The exercise: Collect every line in the listing below that contains the string "porch". Treat uppercase and lowercase as distinct.

Records for this exercise:
______________________________
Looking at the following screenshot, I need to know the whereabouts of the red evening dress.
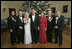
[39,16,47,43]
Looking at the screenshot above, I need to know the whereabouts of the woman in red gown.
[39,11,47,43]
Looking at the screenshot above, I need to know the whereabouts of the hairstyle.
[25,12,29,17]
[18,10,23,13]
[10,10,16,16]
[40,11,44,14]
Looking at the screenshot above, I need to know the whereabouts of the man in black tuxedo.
______________________________
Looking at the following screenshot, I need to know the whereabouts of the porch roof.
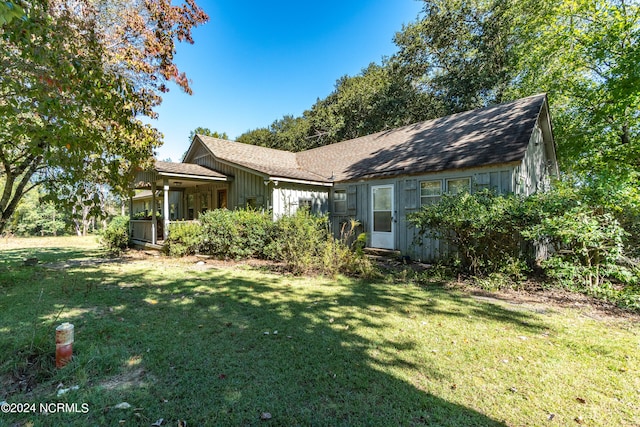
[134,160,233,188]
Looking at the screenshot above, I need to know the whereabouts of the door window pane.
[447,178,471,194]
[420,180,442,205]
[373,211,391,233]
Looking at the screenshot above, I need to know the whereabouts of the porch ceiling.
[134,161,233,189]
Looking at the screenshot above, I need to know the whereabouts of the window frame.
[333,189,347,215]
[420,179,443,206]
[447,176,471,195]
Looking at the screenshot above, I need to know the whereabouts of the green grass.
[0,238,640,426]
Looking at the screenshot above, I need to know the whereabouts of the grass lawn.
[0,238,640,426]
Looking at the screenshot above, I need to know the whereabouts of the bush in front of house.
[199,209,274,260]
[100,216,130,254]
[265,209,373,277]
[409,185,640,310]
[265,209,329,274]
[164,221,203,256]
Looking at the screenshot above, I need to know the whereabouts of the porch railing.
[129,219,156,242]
______________________________
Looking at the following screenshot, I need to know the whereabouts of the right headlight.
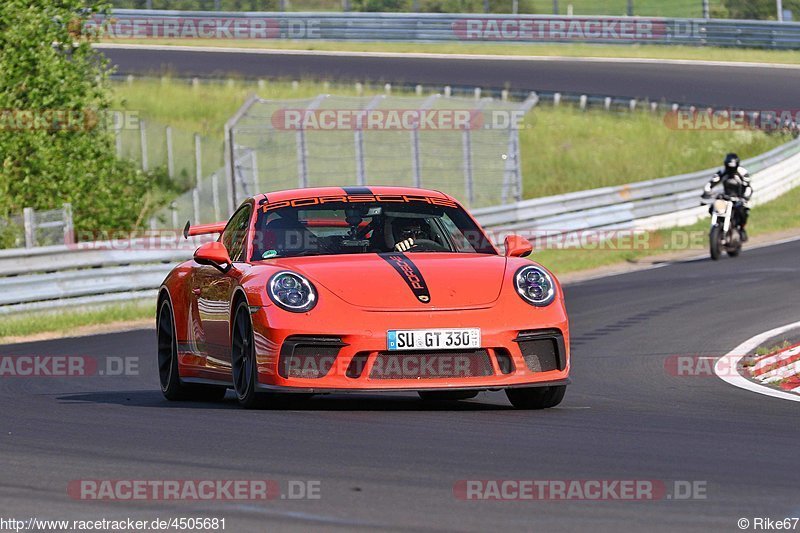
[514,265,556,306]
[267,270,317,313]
______________________________
Answer to this task:
Looking at the following screenshot, I need to know the whereabouts of the porch roof.
Looking at the screenshot above, I need to know the whereabouts of the porch ceiling.
Looking at the screenshot above, I need to know the whereabouts of the porch railing.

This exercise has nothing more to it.